## TEXT PROVIDED:
Don't pin unless it's needed.

I have a library… most downloaded version is 3 years old. The newer versions are massively faster but nobody uses them.


You should not pin the public requirements that get uploaded with a library (listed in setup.py, setup.cfg, or pyproject.toml), since that will restrict your downstream users, leading to version conflicts and persistent security vulnerabilities.

But it’s totally reasonable to pin the private requirements that you develop it against (listed in requirements.txt, poetry.lock, or similar), updating them every so often during the course of development, so that contributors can use a consistent set of tools.


So leaf packages can pin vulnerable or slow stuff why?

## DATA EXTRACT:
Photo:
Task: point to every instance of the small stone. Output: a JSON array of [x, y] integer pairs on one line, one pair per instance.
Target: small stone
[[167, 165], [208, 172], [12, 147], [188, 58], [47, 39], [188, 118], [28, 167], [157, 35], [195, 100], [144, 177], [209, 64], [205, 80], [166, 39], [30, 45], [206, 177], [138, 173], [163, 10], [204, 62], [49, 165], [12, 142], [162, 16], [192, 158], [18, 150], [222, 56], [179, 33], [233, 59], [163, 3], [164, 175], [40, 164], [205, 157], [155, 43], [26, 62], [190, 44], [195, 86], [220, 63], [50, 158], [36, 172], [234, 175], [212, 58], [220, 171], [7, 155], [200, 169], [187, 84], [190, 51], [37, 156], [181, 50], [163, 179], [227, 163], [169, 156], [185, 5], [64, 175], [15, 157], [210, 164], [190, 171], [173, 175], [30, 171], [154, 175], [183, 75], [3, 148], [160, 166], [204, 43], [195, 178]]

## TASK LIST:
1. Do these statements agree with the text on pinning dependencies? (a) Public requirements listed in setup.py should be pinned. (b) Private requirements may be pinned so that contributors share the same tools. (c) The library's most downloaded version is its newest. Answer yes or no for each, quoting the words of the text that decide it.
2. In the text on pinning dependencies, which files are named as places where private requirements are listed?
3. Extend the text on pinning dependencies past its final question.
The data come from a different source than the text on pinning dependencies.

## PER-TASK OUTPUTS:
1.
(a) No: "You should not pin the public requirements that get uploaded with a library (listed in setup.py, setup.cfg, or pyproject.toml)"
(b) Yes: "so that contributors can use a consistent set of tools"
(c) No: "most downloaded version is 3 years old"

2. requirements.txt, poetry.lock, or similar

3.
The context is

> For your dependency/versioning issue, use a virtualenv per-project and pin your dependency versions in requirements.txt

requirements.txt is not uploaded to PyPI and has no effect on your package’s dependencies when a user installs it (leaf package or no). It’s only used for developing the package itself, typically in a unique virtual environment.


Agree in principle, but I'm giving advice to someone who programs on occasion and is primarily concerned with their programs breaking due to dependency version upgrades when they come back to them after a little while.


My advice would be to use stuff that is in distributions… it hopefully (not necessarily) is maintained by less noob people who don't break API all the time.